Produce a verbatim copy of the entries listed below.

[[ DATASET open ]]

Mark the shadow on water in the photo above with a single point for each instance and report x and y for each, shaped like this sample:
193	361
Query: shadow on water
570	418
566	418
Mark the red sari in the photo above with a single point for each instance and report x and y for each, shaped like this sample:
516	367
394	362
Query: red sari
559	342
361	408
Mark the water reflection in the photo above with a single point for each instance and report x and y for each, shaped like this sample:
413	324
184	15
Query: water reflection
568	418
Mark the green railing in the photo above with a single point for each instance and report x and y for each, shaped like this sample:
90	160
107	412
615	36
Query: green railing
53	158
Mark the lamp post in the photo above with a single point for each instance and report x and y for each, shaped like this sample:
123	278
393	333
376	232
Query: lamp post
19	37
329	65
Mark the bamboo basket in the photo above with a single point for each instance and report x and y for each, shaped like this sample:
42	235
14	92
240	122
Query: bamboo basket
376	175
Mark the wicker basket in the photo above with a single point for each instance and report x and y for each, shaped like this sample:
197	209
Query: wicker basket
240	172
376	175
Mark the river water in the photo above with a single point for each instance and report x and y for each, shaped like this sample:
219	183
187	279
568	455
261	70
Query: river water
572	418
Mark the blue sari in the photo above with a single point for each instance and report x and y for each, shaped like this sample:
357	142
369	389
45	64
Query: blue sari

[[ DATASET closed ]]

**OUTPUT OF THE EXERCISE:**
Mark the shadow on water in the photo above with a single point for each instance and report x and y for each, shaped like this sample:
193	361
Query: shadow on water
570	418
566	418
Mark the red sari in the photo above with a single point for each instance and report x and y for each, shaped like this sample:
516	367
394	362
Query: red sari
559	342
361	408
Mark the water reflection in the photo above with a single point for each instance and report x and y for each, shaped like this sample:
413	324
184	15
Query: water reflection
568	418
Mark the green railing in the photo above with a single point for each instance and report x and y for each, shaped like this sample:
90	160
107	412
615	36
Query: green railing
53	158
Mark the lamp post in the photo above with a single point for each instance and report x and y for each, shaped like this sample:
123	278
393	333
376	232
Query: lamp post
19	37
329	65
Mark the bamboo basket in the photo above with a single point for each instance and report x and y for each, shaped like this sample:
42	235
14	92
240	122
Query: bamboo basket
376	175
Mark the wicker basket in the photo above with a single point for each instance and report x and y for each, shaped like this sample:
197	209
Query: wicker basket
240	172
376	175
Mark the river water in the photo above with a single point for each instance and report x and y for each, shaped like this sample:
219	183
187	279
568	455
261	70
Query: river water
572	418
Mark the blue sari in the photo above with a single point for each instance and report x and y for each, shaped like this sample:
357	142
369	389
45	64
Query: blue sari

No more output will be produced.